_Exercise goal_
Swap "fishing boat" for "rowboat" in the data starting at the line that has "find the white" and stopping after the line that has "120, 148, 708, 331", and give back only those lines with nothing else altered.

_Material_
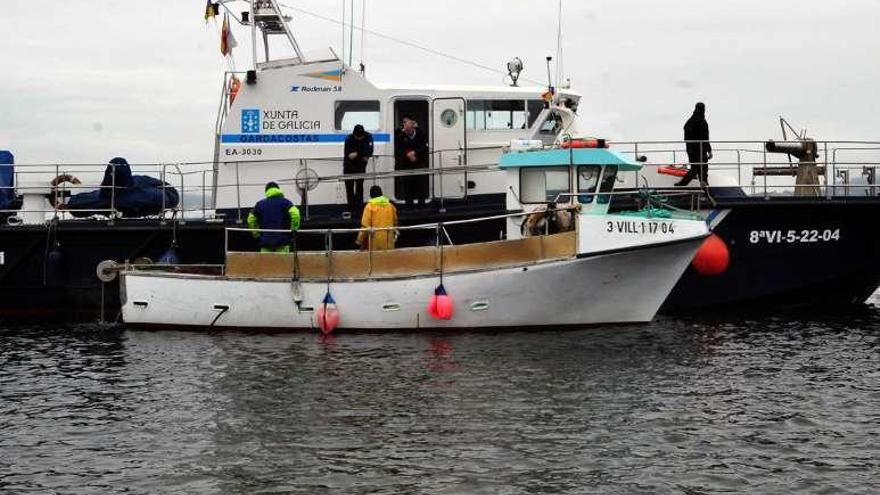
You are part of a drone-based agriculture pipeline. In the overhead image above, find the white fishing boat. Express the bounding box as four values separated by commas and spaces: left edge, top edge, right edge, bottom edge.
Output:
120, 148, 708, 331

* * *

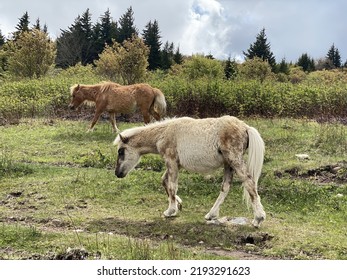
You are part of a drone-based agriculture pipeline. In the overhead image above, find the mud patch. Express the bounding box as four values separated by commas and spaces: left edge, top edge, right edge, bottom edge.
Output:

==

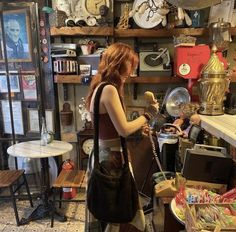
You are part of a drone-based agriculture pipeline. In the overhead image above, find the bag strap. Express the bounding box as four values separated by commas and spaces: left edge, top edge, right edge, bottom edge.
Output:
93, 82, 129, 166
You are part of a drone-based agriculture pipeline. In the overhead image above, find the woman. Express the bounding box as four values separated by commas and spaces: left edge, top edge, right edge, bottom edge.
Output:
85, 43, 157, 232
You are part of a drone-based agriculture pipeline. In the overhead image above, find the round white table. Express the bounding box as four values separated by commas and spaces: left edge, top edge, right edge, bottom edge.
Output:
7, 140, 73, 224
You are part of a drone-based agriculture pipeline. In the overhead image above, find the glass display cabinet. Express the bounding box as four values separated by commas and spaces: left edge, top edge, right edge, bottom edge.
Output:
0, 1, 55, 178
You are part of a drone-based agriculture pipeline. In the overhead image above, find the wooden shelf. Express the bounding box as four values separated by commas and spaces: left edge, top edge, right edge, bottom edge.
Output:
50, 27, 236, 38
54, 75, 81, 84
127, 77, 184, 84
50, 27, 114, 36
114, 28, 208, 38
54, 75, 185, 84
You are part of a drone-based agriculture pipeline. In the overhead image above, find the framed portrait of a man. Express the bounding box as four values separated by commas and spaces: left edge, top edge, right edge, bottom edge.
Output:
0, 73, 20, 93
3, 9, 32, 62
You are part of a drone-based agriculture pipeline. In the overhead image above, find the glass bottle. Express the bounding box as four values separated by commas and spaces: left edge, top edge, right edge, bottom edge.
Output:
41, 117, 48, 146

_Result_
You are part of a drone-based agriculture pipeline. In the overhead image above, find the white rowboat. Express the bounding box as four values separated by commas and spaces: left edge, top edge, right edge, bottom edge.
Output:
120, 148, 708, 331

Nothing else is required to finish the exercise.